— Do this —
Gather every line in the listing below that contains the string "tongue" and copy each one in full. Case counts.
>> Begin Data section
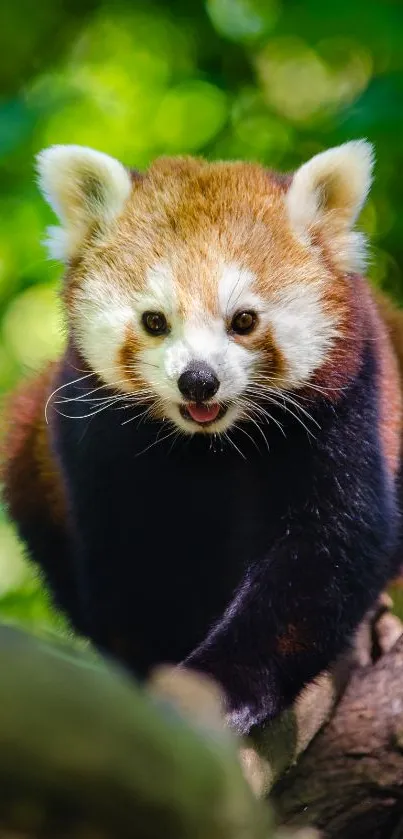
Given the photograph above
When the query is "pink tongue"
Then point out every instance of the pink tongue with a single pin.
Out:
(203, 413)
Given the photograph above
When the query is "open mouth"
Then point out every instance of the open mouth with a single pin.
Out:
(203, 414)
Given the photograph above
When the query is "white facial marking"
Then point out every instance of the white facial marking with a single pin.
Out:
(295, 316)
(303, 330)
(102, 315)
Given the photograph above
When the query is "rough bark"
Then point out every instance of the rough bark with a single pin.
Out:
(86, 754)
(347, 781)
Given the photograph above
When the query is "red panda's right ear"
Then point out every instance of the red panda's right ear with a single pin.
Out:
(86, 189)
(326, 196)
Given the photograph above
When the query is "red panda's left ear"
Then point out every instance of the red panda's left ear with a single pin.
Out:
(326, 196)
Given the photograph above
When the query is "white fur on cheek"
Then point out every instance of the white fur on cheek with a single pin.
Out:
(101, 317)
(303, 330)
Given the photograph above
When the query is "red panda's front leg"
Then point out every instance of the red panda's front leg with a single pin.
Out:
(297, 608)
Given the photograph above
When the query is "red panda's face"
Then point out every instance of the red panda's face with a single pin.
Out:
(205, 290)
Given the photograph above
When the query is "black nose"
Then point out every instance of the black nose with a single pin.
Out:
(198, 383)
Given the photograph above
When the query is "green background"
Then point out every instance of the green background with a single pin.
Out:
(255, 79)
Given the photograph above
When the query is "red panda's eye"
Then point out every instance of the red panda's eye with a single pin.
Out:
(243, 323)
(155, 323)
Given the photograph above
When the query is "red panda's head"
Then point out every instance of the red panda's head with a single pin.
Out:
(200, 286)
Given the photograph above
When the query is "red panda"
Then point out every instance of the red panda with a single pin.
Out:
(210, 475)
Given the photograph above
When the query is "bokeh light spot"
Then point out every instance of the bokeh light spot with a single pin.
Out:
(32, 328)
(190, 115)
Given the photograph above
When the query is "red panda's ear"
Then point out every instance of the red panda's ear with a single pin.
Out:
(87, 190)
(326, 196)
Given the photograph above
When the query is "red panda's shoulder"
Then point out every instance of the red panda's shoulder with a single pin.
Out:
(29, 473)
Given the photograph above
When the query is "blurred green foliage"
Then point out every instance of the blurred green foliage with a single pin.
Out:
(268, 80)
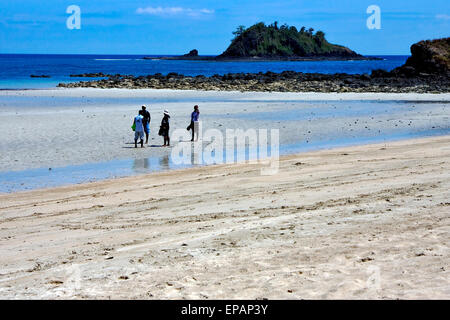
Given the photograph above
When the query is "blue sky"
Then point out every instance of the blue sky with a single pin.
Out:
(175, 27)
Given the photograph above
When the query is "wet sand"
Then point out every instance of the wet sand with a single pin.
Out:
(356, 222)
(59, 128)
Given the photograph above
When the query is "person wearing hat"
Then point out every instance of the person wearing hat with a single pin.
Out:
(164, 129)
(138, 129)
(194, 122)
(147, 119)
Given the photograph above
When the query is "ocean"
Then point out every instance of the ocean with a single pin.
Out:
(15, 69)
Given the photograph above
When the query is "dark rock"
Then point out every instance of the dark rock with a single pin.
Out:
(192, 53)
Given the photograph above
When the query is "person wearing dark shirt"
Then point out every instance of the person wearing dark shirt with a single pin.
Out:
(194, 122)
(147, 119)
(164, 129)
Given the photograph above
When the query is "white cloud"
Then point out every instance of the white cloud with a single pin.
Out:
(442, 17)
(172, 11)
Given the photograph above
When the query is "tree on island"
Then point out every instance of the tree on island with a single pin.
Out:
>> End Data section
>> Begin Data section
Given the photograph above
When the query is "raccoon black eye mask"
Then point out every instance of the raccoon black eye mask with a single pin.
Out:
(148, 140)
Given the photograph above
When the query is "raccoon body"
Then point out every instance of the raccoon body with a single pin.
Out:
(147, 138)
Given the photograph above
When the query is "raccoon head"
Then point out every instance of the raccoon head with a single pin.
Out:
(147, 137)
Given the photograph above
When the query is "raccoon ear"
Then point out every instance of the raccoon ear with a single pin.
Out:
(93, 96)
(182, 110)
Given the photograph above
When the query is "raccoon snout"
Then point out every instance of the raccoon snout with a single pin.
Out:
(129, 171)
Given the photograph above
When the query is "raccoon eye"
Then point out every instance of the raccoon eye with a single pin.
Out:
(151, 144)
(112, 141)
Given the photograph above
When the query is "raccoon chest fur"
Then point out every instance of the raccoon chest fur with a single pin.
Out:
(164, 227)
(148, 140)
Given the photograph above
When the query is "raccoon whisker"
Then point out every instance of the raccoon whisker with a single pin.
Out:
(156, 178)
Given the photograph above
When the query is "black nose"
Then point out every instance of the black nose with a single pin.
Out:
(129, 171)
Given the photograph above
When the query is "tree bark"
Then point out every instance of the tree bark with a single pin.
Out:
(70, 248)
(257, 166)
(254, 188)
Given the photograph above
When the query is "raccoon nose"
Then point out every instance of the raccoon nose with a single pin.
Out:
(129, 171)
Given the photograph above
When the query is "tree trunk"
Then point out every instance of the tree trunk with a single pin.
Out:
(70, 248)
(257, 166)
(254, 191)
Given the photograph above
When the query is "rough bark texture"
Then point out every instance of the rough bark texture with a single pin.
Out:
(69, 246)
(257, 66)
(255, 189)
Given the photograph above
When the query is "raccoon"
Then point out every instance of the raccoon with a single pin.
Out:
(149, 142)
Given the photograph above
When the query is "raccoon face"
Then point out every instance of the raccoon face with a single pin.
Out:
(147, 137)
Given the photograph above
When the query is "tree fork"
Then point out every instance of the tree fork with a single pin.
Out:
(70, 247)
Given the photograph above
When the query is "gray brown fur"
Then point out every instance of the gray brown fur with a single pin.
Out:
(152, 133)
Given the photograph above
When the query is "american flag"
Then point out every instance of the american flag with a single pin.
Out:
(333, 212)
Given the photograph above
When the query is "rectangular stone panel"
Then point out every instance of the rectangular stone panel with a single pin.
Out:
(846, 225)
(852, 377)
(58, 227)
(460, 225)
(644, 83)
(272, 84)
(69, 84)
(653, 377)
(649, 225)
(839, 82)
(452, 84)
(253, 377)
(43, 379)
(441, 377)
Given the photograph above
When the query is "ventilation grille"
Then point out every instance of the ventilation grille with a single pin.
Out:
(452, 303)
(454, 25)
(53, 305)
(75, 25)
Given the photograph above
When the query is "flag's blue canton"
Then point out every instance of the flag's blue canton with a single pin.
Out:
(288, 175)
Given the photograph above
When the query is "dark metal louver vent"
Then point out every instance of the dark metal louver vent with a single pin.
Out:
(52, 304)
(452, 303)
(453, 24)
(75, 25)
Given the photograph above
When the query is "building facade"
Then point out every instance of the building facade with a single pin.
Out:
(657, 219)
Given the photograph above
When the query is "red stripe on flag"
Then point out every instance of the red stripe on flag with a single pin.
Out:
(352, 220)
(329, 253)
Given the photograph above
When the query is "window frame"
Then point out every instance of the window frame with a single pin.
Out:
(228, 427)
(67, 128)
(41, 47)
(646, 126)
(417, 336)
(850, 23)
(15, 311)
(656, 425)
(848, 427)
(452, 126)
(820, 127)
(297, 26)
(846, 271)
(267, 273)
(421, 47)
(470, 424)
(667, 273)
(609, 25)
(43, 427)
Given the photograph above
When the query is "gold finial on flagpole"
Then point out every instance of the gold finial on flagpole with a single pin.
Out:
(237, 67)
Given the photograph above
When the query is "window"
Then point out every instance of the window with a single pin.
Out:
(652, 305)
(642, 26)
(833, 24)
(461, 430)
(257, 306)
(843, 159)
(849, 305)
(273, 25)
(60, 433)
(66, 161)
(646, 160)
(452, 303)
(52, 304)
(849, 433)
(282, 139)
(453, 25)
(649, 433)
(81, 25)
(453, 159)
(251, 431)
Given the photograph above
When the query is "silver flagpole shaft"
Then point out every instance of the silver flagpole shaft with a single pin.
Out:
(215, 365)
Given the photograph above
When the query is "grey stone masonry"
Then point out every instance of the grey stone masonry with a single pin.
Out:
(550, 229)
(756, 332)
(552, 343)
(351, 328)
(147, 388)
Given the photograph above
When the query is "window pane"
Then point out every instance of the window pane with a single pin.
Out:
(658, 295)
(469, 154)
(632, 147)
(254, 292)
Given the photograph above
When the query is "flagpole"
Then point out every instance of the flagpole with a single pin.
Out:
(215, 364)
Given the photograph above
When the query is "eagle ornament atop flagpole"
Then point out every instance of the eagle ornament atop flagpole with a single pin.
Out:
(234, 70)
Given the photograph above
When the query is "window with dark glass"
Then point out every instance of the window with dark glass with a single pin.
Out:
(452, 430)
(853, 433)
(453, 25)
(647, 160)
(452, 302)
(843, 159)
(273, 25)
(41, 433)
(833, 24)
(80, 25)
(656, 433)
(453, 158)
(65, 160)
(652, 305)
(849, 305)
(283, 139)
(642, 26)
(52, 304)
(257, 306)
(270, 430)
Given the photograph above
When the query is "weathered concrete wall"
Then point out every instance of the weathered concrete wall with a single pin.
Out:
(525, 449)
>> End Data section
— Expected output —
When the query is "pink tongue"
Then point out every instance of the pink tongue with a single pin.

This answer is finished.